-- BEGIN Extract --

The last, and perhaps most troubling, experiment involved OkCupid’s "matching" algorithm -- the secret sauce of the dating website -- which lets users know how well they match up with other users. In an effort to test the algorithm’s accuracy, the OkCupid team tweaked the results for some users, telling users who were a bad match that they were actually a good match. Users are generally more likely to respond to messages from people deemed a good match by OkCupid’s algorithm, and the aim of the experiment was to glean insight into how much of the algorithm’s success was owed to the old-fashioned power of suggestion.
The verdict? The power of suggestion goes along way. “OkCupid definitely works, but that’s not the whole story,” Rudder writes. “[I]f you have to choose only one or the other, the mere myth of compatibility works just as well as the truth.”
But there are key differences between the experiments Rudder disclosed and the one Facebook took heat for last month. For one thing, Rudder notes that OkCupid users whose matches were tweaked were notified of the correct matches once the experiment concluded. Facebook, conversely, claims it has no idea which users were involved. Critics called that point particularly problematic, since many Facebook users are minors. (OkCupid users must be 18 or older.)
Finally, all of the studies Rudder cited appear to be specifically aimed at making OkCupid better. The only ostensible aim of Facebook’s newsfeed tweak was to see if positive or negative Facebook posts affect our moods. Presumably, Facebook was looking to debunk research showing that excessive Facebook use makes us sadder.
For Rudder, there appear to be commercial aims as well. His post appeared on the “OkTrends” blog, which was dormant for more than three years as Rudder took time to write his new book, “Dataclysm: Who We Are (When We Think No One's Looking).” The book is due out in September from Crown Publishing. Conveniently, it is now available for pre-purchase on Amazon, Barnes & Noble and elsewhere. Perhaps even more conveniently, Rudder has included links to where you can purchase his book at the end of Monday’s controversial blog post, which has been tweeted 880 times and shared on Facebook more than 1,000 times.
It turns out, controversy sells. Rudder’s book was No. 228,120 on Amazon’s best-sellers rank as of last week. By late Monday afternoon, just a few hours after the post went live, the book had skyrocketed to No. 3,420. The book is now No. 1 in its category. Website algorithms might be flawed, but a good old-fashioned promotional stunt never fails.
Rudder’s book jumped to No. 437 on Amazon’s best-seller rank, from No. 65,188 on Monday morning before the blog post caught everyone’s attention.

-- END Extract --

◆ **Exercise aim**:
Translate this sentence from the OkCupid article into Spanish: "For one thing, Rudder notes that OkCupid users whose matches were tweaked were notified of the correct matches once the experiment concluded."

-- BEGIN Given data --

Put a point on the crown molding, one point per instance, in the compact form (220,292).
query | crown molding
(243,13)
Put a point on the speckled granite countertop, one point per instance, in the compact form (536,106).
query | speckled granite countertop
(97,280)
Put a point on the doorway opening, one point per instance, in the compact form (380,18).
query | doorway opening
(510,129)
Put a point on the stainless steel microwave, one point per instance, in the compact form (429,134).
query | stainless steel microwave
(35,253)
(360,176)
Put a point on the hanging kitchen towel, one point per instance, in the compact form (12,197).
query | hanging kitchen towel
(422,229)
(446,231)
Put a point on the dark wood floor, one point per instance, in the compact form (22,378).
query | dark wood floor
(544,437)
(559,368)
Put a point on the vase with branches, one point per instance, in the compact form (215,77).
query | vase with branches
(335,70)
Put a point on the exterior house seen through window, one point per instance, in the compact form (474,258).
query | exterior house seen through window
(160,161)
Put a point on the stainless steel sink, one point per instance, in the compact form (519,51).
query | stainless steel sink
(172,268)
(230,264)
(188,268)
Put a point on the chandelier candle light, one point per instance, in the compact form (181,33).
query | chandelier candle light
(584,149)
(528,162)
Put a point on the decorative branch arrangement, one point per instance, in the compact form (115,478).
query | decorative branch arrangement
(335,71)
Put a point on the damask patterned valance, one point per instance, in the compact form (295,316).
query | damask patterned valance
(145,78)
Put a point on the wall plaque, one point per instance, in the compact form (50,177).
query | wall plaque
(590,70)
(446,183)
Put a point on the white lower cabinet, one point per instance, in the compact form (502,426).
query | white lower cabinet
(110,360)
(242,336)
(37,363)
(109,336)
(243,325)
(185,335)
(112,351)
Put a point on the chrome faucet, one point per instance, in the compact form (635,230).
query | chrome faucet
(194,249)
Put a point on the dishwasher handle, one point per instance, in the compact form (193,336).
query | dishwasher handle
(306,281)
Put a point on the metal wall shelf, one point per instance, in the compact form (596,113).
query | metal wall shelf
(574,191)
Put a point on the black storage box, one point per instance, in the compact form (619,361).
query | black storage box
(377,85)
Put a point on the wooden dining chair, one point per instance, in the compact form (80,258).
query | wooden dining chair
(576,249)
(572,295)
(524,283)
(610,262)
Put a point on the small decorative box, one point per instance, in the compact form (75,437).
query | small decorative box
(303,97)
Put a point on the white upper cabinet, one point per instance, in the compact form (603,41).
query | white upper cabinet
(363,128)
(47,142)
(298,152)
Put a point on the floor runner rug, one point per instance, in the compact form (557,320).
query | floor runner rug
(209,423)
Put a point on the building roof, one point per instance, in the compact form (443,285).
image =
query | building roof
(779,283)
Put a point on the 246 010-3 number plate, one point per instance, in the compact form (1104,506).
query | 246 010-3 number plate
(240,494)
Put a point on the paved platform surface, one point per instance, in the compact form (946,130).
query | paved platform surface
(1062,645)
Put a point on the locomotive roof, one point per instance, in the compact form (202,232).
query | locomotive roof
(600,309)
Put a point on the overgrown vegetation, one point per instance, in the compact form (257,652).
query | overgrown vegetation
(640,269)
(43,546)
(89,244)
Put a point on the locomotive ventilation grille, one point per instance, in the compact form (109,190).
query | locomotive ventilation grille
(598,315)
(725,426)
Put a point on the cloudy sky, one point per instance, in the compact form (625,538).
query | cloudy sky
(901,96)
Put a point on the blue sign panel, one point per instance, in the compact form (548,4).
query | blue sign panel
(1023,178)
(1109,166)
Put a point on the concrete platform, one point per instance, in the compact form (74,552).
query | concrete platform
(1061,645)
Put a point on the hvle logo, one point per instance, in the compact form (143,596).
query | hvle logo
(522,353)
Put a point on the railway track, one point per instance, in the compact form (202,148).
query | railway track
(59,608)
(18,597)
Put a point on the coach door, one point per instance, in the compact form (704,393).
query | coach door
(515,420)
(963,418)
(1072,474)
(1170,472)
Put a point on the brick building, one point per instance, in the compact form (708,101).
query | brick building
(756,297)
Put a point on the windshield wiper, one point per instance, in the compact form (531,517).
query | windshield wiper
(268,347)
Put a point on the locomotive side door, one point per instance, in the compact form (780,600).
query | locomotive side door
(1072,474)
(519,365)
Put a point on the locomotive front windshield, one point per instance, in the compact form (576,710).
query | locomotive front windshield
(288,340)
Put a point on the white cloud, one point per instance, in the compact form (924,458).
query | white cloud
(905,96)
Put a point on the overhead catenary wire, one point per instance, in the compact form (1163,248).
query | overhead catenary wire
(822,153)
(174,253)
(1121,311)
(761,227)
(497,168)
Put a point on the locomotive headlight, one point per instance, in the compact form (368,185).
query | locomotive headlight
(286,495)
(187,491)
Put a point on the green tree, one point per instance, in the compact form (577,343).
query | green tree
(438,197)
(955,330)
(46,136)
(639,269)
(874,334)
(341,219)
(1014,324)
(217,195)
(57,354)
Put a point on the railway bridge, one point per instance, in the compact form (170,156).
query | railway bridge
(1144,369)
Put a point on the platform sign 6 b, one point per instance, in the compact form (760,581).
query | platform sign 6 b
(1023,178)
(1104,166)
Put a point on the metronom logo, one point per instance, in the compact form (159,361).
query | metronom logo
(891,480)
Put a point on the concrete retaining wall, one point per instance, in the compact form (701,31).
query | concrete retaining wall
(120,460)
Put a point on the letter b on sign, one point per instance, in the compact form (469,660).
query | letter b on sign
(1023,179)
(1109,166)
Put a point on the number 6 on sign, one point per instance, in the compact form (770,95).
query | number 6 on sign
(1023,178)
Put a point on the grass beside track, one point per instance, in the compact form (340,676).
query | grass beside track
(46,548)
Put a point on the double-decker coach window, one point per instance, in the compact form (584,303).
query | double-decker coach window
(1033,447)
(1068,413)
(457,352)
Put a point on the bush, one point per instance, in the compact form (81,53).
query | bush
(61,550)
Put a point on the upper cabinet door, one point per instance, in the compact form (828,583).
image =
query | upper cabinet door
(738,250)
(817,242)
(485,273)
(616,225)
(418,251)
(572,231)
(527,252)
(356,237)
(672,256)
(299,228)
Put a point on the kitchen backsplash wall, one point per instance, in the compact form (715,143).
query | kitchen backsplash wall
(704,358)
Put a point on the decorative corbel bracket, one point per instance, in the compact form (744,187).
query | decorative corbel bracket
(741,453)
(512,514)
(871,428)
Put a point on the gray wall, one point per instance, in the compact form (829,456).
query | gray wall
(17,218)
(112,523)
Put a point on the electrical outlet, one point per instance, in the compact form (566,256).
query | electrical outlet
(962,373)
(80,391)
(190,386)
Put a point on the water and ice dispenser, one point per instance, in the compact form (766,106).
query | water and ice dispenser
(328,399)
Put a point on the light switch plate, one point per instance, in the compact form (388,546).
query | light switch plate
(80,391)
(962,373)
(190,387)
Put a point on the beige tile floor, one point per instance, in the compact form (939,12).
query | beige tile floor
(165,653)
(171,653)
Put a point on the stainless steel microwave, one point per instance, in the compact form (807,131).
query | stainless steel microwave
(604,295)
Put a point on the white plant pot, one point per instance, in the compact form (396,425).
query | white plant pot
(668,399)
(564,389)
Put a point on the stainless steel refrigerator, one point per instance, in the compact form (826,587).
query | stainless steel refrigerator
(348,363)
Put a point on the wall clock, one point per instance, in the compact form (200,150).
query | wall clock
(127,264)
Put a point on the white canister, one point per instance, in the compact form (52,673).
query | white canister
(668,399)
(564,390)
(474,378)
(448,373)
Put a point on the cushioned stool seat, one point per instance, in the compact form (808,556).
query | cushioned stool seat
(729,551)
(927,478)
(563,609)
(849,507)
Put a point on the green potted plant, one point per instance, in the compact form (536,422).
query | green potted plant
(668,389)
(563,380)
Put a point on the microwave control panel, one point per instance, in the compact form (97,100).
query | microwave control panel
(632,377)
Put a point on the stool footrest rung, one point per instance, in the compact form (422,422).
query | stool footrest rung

-- END Given data --

◆ **The answer**:
Para empezar, Rudder señala que a los usuarios de OkCupid cuyos emparejamientos fueron modificados se les informó de los emparejamientos correctos una vez que concluyó el experimento.